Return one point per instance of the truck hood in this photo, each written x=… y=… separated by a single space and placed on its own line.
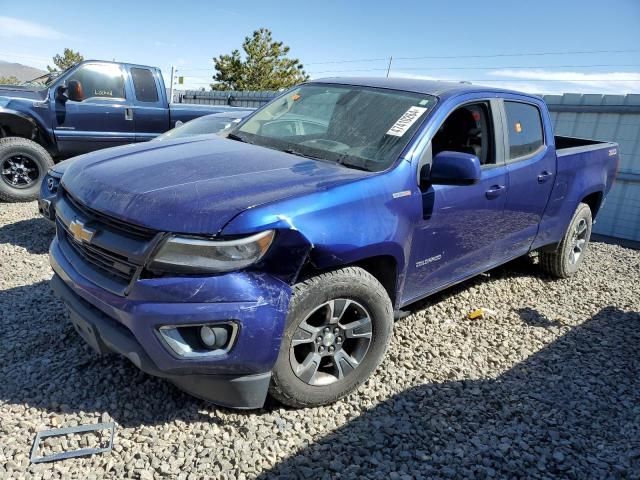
x=194 y=185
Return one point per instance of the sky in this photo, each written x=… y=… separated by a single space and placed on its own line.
x=541 y=46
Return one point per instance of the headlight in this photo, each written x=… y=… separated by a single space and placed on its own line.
x=52 y=181
x=193 y=255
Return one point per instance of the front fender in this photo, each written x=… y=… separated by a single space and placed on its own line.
x=342 y=225
x=19 y=124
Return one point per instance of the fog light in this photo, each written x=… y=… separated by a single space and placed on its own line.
x=200 y=340
x=208 y=336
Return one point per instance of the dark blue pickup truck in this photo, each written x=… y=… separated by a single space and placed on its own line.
x=90 y=106
x=273 y=261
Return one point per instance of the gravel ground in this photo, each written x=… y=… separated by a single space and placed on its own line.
x=547 y=387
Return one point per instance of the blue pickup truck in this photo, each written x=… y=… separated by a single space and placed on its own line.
x=273 y=261
x=92 y=105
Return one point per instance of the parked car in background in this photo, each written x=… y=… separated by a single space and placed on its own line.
x=208 y=124
x=272 y=261
x=92 y=105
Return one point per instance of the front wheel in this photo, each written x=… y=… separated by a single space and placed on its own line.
x=23 y=165
x=338 y=329
x=565 y=260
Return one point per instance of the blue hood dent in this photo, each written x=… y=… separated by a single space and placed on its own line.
x=194 y=186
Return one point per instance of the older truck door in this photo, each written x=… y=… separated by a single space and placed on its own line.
x=97 y=114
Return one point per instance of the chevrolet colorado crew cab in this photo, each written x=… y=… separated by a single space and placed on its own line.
x=92 y=105
x=272 y=260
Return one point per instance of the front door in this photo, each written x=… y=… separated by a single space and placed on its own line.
x=458 y=232
x=102 y=115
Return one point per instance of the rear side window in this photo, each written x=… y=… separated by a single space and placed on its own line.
x=144 y=85
x=524 y=127
x=104 y=81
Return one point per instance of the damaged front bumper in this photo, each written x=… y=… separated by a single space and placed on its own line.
x=256 y=304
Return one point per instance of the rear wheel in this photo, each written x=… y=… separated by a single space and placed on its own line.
x=23 y=165
x=565 y=260
x=338 y=329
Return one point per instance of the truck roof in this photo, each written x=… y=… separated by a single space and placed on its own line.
x=93 y=60
x=416 y=85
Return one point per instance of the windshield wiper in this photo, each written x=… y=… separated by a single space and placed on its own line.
x=342 y=161
x=300 y=154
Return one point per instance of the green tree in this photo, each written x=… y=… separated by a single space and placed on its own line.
x=66 y=60
x=265 y=66
x=9 y=80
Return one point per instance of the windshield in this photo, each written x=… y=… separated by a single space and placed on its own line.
x=47 y=79
x=359 y=127
x=200 y=126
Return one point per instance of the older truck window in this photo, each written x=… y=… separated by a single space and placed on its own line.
x=99 y=81
x=144 y=85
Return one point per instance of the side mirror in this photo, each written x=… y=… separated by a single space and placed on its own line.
x=75 y=91
x=61 y=95
x=454 y=168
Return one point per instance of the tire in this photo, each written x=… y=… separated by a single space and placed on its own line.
x=565 y=260
x=354 y=294
x=23 y=165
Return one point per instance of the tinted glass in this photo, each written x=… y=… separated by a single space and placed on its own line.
x=144 y=85
x=525 y=129
x=468 y=129
x=99 y=81
x=358 y=127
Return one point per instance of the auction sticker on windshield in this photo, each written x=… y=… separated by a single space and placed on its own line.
x=407 y=119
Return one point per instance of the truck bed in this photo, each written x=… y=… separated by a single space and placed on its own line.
x=572 y=145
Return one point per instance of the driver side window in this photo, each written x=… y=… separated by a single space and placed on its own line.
x=103 y=81
x=468 y=129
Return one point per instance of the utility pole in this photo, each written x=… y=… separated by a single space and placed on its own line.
x=171 y=84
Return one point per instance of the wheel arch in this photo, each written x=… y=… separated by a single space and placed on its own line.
x=383 y=268
x=18 y=124
x=594 y=201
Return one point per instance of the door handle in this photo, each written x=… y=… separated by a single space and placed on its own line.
x=544 y=176
x=495 y=191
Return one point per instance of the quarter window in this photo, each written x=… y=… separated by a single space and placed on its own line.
x=524 y=127
x=99 y=81
x=144 y=85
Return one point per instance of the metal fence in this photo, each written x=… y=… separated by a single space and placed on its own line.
x=603 y=117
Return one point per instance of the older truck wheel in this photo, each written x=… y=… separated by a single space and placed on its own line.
x=338 y=329
x=565 y=260
x=23 y=165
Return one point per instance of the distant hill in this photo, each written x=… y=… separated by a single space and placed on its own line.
x=22 y=72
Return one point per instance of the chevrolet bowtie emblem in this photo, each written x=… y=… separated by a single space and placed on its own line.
x=80 y=232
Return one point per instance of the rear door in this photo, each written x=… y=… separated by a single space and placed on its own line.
x=460 y=226
x=531 y=168
x=150 y=112
x=102 y=118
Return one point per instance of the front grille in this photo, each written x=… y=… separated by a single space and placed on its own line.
x=114 y=256
x=108 y=262
x=128 y=228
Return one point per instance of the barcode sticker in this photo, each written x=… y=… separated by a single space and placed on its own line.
x=407 y=119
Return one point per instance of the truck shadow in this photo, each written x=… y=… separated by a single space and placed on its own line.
x=569 y=411
x=34 y=234
x=46 y=365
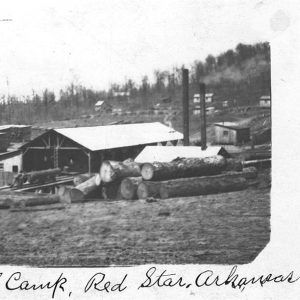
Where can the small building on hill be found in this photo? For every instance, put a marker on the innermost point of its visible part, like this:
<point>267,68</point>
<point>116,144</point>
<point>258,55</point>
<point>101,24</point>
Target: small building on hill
<point>231,133</point>
<point>17,133</point>
<point>4,141</point>
<point>208,98</point>
<point>82,149</point>
<point>11,161</point>
<point>265,101</point>
<point>103,106</point>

————

Word for word, restate the records above and drop the pictures.

Return one point per instance of the truck hood in this photo, each written x=… y=… separated by a single space and placed on its own line.
x=194 y=185
Return one point per instance of the sky in this photo, each written x=… y=… separated by a single space and placed on its own line.
x=541 y=46
Return one point per instance of the headlight in this photo, each written x=… y=… separated by a single space and placed on its own line.
x=52 y=181
x=193 y=255
Return one point per instance of the front fender in this photo, each written x=… y=… separated by a single space and placed on its own line.
x=342 y=225
x=19 y=124
Return one point per instance of the fog light in this photo, each written x=… y=… separated by a single space and placed on its own line.
x=200 y=340
x=208 y=336
Return one point per instance of the dark blue pickup truck in this photo, each written x=… y=… separated by a single space and placed on its own line.
x=90 y=106
x=273 y=261
Return one point per instance of the gravel ground in this photo, each written x=… y=… separated by a single space and placed on its own line.
x=547 y=387
Return one point per instance of the blue pickup truck in this photo, each written x=… y=… separated by a single space and placed on its own line.
x=273 y=261
x=92 y=105
Return one point per instance of the parked car in background in this photo, each written x=… y=… separated by a single space and placed on its own line.
x=208 y=124
x=272 y=261
x=92 y=105
Return one point per instance of the front wheel in this photo, each written x=… y=… separated by a single space and placed on its own line.
x=23 y=165
x=338 y=329
x=565 y=260
Return one point per instance of the blue hood dent in this photo, each written x=… y=… separated by a single space and placed on its own line.
x=194 y=186
Return one point per instance of the older truck door in this photo, each written x=… y=… separated by a single space and placed on its own line.
x=97 y=114
Return one point per instance of the chevrolet colorado crew cab in this photo, each written x=… y=… separated by a single space and placed on its own line.
x=92 y=105
x=272 y=260
Return one point per instance of the front door in this photo, each written x=… y=… separated by a single space and placed on its own line.
x=458 y=232
x=102 y=115
Return one point per instance of the rear side window in this photo, each written x=… y=… separated by a single space and placed on its own line.
x=144 y=85
x=524 y=127
x=104 y=81
Return one point per instance of the damaged front bumper in this photo, each written x=… y=… separated by a single space and placed on its own line.
x=256 y=304
Return one point per instance of the rear wheel in this photo, each written x=… y=… separated by a single space and placed on its own line.
x=23 y=165
x=565 y=260
x=338 y=329
Return one point per instance of the truck roof in this photo, each written x=… y=… separated by a single space and placed on its own line.
x=93 y=60
x=416 y=85
Return one point per instance of the windshield wiper in this photo, each written x=… y=… separated by a single space and placed on its own line.
x=342 y=161
x=300 y=154
Return one point per instance of the green tree in this photo, each written x=… y=… separated by a single space and placed on its own line.
x=66 y=60
x=265 y=66
x=9 y=80
Return one point per instance of the windshield in this photo, each written x=… y=… separated by a single space and placed on its own line.
x=47 y=79
x=359 y=127
x=200 y=126
Return one point per instance of the older truck window in this photo, each written x=… y=… separated by a single space and placed on its own line.
x=99 y=81
x=144 y=85
Return one point per instance of the side mirror in this photo, each written x=… y=… separated by a single space and placed on its own line.
x=75 y=91
x=61 y=95
x=454 y=168
Return one point per instance of the tire in this photo, each written x=… y=… separated by a single space and placed on its own line.
x=565 y=260
x=354 y=294
x=23 y=165
Return one point per instance of the tinted glass in this photo, each written x=… y=… separated by a single space and placed on its own line.
x=144 y=85
x=525 y=129
x=468 y=129
x=99 y=81
x=358 y=127
Return one point per instance of the auction sticker on windshield in this photo, each written x=… y=… separated by a single space and placed on its own line.
x=407 y=119
Return one point per instance of the truck bed in this photo, each written x=… y=… separated by a single space and placed on its own line.
x=572 y=145
Return one point per instance of the driver side window in this photo, each written x=… y=… separated by a single space and placed on its own line.
x=103 y=81
x=468 y=129
Return one point per instance of the utility pole in this photo, each written x=… y=… separated by a single space and placed on its own line.
x=171 y=84
Return one point per instance of the wheel arch in this photo, each written x=… y=… separated by a single space and placed on its own line.
x=383 y=268
x=18 y=124
x=594 y=201
Return one point per instance of the door handle in this photo, each written x=… y=… separated by a single space and placed on its own line.
x=544 y=176
x=495 y=191
Return one point per instance of the quarter window in this photo, each written x=… y=… separated by a single space and placed on its own line.
x=524 y=127
x=99 y=81
x=144 y=85
Return one point per instance of the metal fence in this photo, each written x=… y=… separated by a single space and placed on its own line.
x=603 y=117
Return one point per instance of the older truck wheel in this photo, each written x=… y=… separated by a single space and placed on its own line.
x=338 y=329
x=565 y=260
x=23 y=165
Return one point per instance of the distant hill in this photo, each written x=… y=… separated by a single space and placed on its own line.
x=22 y=72
Return one point per instance of the chevrolet bowtie emblem in this photo, each written x=… y=… separated by a single space and placed on its own line.
x=80 y=232
Return one point per instance of the rear door in this photo, each written x=… y=… separated by a single space and placed on its own line.
x=460 y=226
x=531 y=168
x=150 y=112
x=102 y=118
Return one point per instance of the front grille in this photo, each written x=… y=… separated by a single space and placed on its own line.
x=114 y=256
x=108 y=262
x=128 y=228
Return one point per instance of the barcode sticker in this photo, each written x=… y=… separated by a single space and placed on its own line.
x=407 y=119
Return one point per instance of the truck shadow in this photo, each written x=… y=… separated by a single space and placed on its own line.
x=569 y=411
x=34 y=234
x=46 y=365
Where can the small building on hill be found in this photo? For every instance, put a marker on the innermost point of its visible part, like this:
<point>267,68</point>
<point>116,144</point>
<point>258,55</point>
<point>101,24</point>
Target: small building on hill
<point>231,133</point>
<point>17,133</point>
<point>4,141</point>
<point>208,98</point>
<point>82,149</point>
<point>11,161</point>
<point>265,101</point>
<point>103,106</point>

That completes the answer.